_Data entries:_
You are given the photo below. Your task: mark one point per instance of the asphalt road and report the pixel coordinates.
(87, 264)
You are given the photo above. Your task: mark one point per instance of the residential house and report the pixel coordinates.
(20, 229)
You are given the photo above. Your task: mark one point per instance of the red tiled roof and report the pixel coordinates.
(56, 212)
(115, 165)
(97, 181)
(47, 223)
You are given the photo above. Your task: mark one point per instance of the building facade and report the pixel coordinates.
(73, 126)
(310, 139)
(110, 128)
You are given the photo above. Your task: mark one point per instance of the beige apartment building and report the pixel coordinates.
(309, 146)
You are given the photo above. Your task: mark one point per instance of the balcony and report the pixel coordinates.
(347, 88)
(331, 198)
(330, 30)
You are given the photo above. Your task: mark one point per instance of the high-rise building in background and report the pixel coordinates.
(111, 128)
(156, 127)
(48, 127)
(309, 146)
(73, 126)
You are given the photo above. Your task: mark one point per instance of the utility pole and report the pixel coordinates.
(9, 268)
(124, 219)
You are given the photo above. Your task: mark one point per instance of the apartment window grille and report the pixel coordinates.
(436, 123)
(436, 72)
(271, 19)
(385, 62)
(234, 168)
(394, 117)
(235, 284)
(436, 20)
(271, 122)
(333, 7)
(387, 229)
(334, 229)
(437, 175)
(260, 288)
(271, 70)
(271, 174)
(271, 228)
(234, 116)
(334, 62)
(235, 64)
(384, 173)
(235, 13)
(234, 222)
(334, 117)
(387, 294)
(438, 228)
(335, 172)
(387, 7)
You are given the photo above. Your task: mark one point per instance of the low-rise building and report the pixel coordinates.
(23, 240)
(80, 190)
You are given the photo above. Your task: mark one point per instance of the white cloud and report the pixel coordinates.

_Exercise requirements:_
Go through the data above and return every line exactly.

_The answer:_
You are given the photo below. Your task: mark one point per instance of the asphalt road and report the pixel coordinates.
(87, 264)
You are given the photo above. Your task: mark one point per instance of the residential house and report the pixel coordinates.
(20, 229)
You are given the photo above. Your task: mark one point per instance of the red tiled roof and report the pixel coordinates.
(56, 212)
(115, 165)
(97, 181)
(47, 223)
You are given the photo above. Your task: mark one point per instance of the building facade and report the pixel coordinates.
(73, 126)
(310, 139)
(110, 128)
You are given the photo above. Your task: mark one point per instance of the beige apartment building and report the pixel coordinates.
(309, 146)
You are given the photo above. Your task: mark one point per instance of the balcony and report the pixel coordinates.
(347, 88)
(331, 198)
(330, 30)
You are given the photo above. Your task: mark one point per instance of the high-rise building in background and report the pixel coordinates.
(111, 128)
(156, 127)
(48, 127)
(309, 146)
(73, 126)
You are given the photo above. Your task: mark one point per instance of the utility pole and report the pixel coordinates.
(9, 268)
(124, 219)
You are given the photo above. Your task: mark one point per instance of the apartment window grille and report the pixel coordinates.
(436, 123)
(436, 72)
(271, 19)
(385, 62)
(234, 168)
(394, 117)
(235, 284)
(436, 20)
(271, 122)
(333, 7)
(387, 229)
(334, 229)
(437, 175)
(260, 288)
(271, 70)
(271, 174)
(271, 228)
(234, 116)
(334, 62)
(235, 64)
(384, 173)
(235, 13)
(234, 222)
(334, 117)
(387, 294)
(438, 228)
(335, 172)
(387, 7)
You are given the photo above. Your task: mark one point per instance of the low-rise building and report the pixel coordinates.
(23, 240)
(80, 190)
You are given the photo above. Your task: mark one point per instance of the white cloud and report the pixel coordinates.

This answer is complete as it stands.